Record excerpts>

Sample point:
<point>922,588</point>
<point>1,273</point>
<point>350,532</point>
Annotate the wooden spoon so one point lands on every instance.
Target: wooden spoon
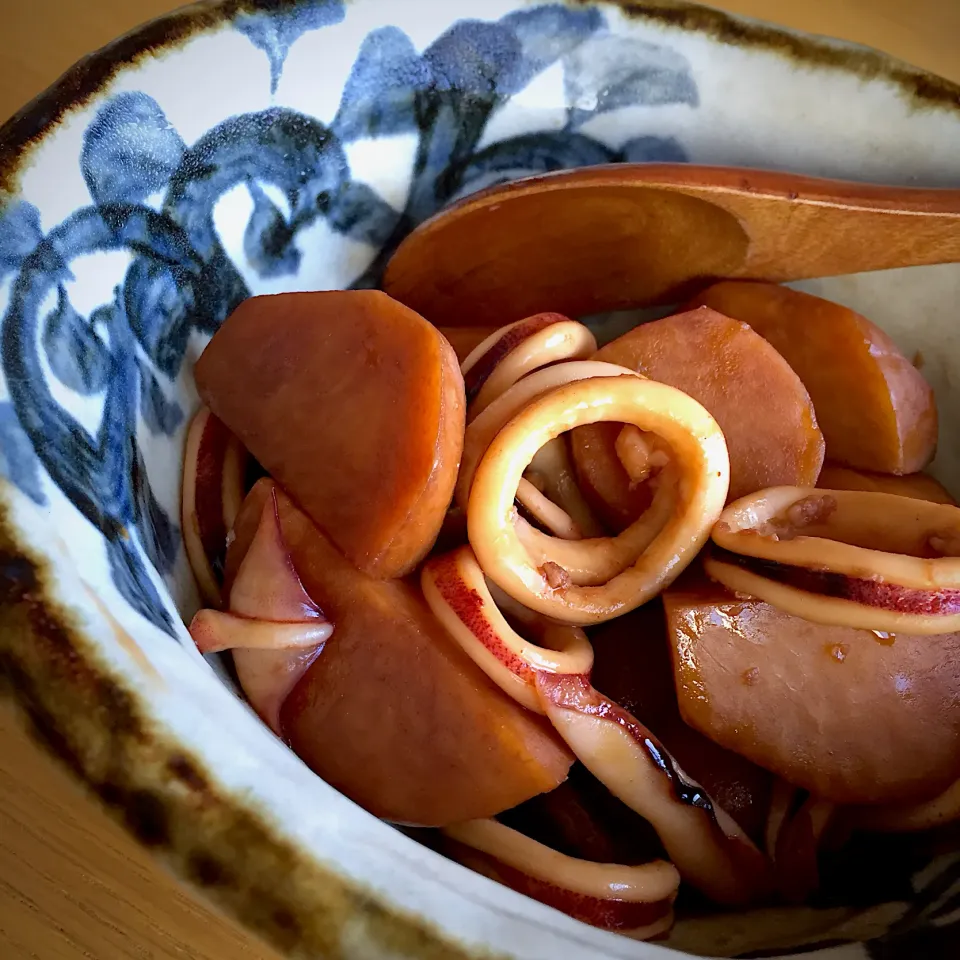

What is needed>
Reply with one number only, the count of lines above that hold the string "wooden".

Solved problem>
2